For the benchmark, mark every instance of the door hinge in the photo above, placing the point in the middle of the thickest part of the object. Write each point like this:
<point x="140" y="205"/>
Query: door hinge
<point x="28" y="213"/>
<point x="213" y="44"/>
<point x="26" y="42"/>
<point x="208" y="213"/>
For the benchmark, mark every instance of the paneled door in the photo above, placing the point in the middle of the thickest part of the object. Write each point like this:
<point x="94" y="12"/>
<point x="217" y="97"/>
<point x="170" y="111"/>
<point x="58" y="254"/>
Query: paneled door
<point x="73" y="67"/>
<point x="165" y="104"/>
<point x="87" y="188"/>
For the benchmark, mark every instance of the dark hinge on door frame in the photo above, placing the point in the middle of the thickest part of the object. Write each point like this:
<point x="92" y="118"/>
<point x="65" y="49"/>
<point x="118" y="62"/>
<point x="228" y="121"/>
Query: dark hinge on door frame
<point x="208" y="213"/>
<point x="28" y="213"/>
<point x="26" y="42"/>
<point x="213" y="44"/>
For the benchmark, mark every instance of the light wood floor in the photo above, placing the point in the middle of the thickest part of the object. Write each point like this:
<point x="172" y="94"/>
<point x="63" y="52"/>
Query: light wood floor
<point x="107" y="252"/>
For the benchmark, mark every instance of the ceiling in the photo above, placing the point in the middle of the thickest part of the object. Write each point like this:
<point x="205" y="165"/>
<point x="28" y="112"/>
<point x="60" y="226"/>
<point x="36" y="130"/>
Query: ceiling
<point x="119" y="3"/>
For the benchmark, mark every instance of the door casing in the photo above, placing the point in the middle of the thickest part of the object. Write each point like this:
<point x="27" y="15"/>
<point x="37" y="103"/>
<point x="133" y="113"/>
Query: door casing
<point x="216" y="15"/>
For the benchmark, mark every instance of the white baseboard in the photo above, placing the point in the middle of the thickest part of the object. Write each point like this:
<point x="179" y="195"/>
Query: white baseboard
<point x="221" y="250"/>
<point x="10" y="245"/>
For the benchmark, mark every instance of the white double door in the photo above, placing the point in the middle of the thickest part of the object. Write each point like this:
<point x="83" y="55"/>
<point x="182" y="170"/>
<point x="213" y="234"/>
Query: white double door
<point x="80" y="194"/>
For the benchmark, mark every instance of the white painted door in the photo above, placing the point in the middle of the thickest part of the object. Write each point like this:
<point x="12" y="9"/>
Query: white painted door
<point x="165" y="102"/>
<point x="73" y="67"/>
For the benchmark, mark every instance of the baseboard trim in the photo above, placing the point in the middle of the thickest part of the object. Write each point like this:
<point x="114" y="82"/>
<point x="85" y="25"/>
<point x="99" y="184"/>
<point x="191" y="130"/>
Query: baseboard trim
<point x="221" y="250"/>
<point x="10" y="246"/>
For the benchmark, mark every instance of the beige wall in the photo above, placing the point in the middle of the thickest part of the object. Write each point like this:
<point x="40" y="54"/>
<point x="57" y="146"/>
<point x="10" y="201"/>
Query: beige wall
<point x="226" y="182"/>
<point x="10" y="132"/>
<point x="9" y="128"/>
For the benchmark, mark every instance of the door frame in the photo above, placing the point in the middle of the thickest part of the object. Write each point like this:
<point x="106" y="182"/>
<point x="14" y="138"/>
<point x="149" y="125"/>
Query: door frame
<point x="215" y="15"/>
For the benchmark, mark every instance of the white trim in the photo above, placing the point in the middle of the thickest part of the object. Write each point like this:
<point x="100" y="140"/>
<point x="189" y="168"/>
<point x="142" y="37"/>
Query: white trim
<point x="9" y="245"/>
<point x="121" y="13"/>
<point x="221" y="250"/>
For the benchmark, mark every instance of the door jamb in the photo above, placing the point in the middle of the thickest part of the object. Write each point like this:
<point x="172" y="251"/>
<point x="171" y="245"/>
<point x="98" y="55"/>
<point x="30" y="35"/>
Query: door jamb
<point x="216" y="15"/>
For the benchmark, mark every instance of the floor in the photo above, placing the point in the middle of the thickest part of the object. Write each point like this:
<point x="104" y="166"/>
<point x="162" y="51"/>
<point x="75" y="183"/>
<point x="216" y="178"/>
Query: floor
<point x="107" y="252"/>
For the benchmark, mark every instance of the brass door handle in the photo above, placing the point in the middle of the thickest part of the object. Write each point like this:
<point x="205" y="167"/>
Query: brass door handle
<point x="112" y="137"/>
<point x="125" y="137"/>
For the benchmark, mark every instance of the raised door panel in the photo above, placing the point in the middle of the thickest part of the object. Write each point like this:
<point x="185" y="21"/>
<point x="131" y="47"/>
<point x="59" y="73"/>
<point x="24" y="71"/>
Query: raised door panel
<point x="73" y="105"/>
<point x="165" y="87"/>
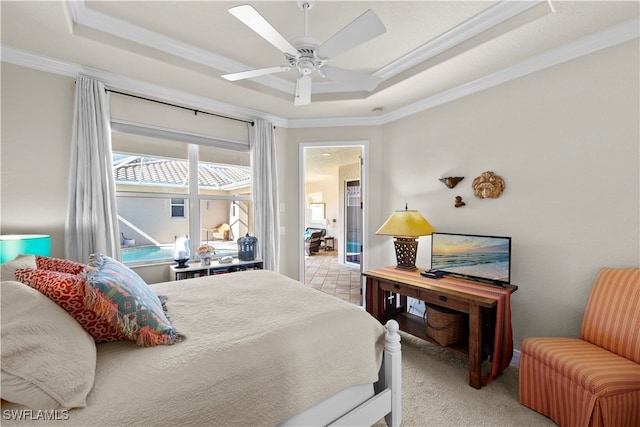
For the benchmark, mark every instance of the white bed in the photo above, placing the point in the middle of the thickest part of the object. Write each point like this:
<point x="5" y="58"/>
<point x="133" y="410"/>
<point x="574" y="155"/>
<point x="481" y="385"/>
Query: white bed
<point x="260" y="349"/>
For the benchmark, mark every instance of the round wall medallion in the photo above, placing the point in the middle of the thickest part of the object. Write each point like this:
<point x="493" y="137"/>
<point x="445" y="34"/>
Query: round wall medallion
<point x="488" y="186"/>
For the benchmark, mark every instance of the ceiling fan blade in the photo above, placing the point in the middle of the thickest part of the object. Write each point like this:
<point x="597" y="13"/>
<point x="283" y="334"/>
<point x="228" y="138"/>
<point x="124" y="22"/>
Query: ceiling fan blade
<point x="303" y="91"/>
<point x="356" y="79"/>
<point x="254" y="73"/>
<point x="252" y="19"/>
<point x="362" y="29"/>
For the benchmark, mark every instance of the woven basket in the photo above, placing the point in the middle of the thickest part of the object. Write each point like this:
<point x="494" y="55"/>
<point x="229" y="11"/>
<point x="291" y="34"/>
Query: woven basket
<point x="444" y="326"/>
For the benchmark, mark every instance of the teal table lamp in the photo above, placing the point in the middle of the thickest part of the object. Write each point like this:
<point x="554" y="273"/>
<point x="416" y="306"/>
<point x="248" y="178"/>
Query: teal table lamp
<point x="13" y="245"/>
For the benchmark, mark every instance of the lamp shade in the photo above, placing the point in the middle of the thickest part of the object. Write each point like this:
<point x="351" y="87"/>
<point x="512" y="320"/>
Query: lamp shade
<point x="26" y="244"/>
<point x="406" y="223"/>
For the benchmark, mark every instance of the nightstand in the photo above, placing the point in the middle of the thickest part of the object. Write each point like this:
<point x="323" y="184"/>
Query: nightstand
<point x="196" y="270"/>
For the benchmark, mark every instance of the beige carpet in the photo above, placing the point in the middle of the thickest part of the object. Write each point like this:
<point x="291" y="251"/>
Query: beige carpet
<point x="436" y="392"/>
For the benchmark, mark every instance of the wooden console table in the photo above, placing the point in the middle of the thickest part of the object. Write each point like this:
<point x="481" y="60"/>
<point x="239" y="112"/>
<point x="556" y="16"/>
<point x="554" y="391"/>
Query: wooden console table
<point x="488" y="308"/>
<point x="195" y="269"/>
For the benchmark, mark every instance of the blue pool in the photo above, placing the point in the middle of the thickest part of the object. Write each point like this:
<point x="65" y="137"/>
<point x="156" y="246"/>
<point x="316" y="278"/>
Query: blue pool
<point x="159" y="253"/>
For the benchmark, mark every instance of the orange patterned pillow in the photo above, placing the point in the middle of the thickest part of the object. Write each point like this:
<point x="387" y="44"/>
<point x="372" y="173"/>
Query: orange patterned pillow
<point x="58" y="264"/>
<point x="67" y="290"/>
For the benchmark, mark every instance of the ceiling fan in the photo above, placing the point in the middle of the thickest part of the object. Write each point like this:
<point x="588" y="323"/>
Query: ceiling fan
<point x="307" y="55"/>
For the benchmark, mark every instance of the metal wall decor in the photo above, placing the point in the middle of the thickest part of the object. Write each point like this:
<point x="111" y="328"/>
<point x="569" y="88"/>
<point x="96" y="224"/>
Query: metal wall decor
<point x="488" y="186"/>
* * *
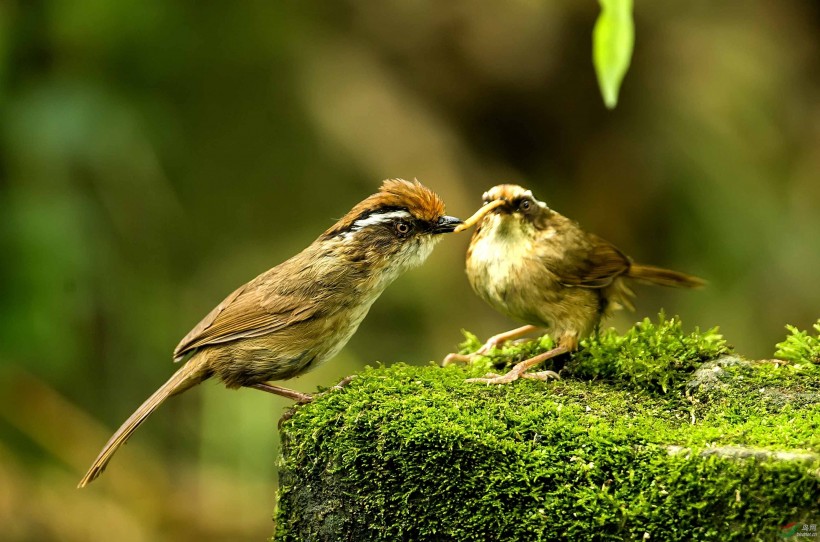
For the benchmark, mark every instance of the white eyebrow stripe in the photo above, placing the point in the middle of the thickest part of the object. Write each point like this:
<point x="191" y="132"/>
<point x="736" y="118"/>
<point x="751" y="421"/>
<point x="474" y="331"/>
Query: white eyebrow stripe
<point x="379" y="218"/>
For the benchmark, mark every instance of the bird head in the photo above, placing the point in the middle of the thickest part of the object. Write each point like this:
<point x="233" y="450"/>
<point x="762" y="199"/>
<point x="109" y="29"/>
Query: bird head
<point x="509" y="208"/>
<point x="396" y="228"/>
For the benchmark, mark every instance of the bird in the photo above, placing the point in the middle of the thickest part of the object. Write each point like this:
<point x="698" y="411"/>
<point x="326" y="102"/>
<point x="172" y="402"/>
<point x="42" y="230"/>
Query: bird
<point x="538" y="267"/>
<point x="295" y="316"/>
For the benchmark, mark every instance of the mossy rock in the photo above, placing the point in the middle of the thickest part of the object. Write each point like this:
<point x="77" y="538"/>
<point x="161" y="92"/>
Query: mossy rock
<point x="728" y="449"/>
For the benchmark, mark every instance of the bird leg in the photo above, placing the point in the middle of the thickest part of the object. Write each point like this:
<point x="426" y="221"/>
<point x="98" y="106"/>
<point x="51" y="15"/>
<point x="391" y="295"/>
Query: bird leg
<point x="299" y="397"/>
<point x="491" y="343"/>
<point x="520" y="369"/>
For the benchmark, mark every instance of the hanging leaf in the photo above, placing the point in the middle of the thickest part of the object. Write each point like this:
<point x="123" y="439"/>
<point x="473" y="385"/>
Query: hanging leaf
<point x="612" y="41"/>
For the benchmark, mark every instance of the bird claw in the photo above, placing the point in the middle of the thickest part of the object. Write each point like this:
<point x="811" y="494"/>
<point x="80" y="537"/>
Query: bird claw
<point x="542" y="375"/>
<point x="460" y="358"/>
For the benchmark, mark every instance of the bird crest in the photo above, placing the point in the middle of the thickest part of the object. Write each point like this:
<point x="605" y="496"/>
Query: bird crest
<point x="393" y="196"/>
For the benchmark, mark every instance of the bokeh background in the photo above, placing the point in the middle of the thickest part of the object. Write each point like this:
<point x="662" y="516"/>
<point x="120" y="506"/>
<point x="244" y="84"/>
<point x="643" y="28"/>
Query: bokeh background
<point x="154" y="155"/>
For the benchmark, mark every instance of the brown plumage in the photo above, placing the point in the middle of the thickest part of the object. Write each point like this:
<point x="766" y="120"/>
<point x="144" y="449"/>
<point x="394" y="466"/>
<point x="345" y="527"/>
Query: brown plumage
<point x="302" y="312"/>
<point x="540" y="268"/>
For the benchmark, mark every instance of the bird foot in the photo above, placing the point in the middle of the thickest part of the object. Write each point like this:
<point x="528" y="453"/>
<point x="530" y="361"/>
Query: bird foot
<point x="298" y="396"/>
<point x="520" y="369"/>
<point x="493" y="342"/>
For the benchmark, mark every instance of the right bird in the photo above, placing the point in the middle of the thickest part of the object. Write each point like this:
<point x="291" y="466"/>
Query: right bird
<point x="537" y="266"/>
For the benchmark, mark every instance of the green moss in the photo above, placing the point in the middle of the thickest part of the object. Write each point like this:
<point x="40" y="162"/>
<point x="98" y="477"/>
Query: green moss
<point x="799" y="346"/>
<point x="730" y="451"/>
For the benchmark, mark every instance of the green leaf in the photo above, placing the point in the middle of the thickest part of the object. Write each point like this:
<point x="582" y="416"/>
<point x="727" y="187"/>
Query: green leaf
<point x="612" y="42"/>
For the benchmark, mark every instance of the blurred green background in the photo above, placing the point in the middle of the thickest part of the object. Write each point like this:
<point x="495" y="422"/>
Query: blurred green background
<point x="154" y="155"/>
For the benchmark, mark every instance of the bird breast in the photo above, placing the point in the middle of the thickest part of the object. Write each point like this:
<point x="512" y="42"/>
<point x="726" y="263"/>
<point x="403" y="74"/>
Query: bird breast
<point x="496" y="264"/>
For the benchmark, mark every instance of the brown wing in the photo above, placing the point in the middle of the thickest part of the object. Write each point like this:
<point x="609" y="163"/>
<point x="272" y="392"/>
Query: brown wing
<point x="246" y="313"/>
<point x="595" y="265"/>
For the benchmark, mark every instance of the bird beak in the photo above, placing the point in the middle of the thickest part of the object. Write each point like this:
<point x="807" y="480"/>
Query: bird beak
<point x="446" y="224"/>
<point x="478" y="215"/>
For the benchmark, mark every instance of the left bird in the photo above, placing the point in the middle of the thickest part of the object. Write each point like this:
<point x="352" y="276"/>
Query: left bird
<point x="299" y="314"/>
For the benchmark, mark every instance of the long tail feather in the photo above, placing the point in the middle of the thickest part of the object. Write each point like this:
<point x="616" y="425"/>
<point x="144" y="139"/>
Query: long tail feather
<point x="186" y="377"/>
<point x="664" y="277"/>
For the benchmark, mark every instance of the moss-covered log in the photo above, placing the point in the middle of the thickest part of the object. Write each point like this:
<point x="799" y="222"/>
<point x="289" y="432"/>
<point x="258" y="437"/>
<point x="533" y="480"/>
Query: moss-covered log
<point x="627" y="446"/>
--
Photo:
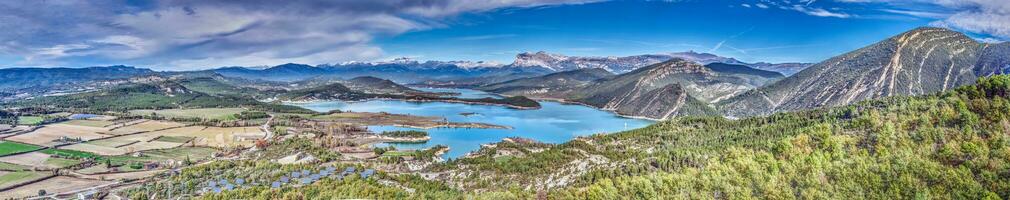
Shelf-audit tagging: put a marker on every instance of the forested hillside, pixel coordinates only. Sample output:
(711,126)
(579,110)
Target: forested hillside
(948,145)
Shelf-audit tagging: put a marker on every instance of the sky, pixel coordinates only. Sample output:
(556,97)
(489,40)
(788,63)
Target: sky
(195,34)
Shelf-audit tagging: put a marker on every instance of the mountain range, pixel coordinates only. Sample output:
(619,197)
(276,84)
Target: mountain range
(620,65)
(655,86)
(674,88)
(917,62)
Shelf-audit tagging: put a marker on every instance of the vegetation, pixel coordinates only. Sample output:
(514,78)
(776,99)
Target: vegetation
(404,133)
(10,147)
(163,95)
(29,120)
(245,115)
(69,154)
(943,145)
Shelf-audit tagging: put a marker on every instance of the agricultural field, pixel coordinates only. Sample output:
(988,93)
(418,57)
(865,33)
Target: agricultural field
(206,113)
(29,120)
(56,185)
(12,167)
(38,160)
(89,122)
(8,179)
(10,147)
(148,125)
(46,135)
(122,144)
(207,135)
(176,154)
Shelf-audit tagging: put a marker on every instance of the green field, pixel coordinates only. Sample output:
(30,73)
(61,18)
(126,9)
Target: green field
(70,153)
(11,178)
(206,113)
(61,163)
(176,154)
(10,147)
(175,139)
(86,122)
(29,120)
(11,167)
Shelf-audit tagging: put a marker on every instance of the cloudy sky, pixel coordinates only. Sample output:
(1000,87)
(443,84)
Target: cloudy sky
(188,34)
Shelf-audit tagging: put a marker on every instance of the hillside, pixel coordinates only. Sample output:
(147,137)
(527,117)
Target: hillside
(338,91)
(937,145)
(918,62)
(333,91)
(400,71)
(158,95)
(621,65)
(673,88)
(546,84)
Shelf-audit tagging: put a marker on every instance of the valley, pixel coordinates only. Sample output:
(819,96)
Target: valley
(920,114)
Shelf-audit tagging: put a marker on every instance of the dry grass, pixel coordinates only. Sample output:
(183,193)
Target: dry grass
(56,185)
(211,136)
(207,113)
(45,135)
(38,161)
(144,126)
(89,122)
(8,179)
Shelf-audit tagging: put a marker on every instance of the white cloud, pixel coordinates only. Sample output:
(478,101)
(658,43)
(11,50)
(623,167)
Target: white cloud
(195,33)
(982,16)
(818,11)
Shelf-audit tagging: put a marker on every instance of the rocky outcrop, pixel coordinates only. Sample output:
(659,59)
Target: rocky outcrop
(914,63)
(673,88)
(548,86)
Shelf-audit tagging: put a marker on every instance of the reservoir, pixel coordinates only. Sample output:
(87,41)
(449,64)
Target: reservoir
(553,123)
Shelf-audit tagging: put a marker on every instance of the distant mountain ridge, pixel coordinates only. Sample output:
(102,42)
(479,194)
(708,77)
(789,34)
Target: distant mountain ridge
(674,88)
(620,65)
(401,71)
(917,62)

Task to carry out
Find each line in the rows above that contains the word "double" and copy those lines out in full.

Task output
For the benchmark, mark every instance of the white double door in the photo above, placing the point in the middle of the thickest part of the object. Write each point like this:
Query: white double door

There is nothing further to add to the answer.